Would you print the full listing word for word?

# GIVEN RECORDS:

[Start of Attachment]

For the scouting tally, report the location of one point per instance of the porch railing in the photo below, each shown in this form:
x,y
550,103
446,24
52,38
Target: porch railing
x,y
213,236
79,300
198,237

[End of Attachment]

# WRITTEN RESPONSE:
For the scouting tally, report the location of one point per instance of the porch railing in the photo below, each shown in this form:
x,y
550,103
446,24
52,38
Target: porch railing
x,y
213,236
79,300
198,237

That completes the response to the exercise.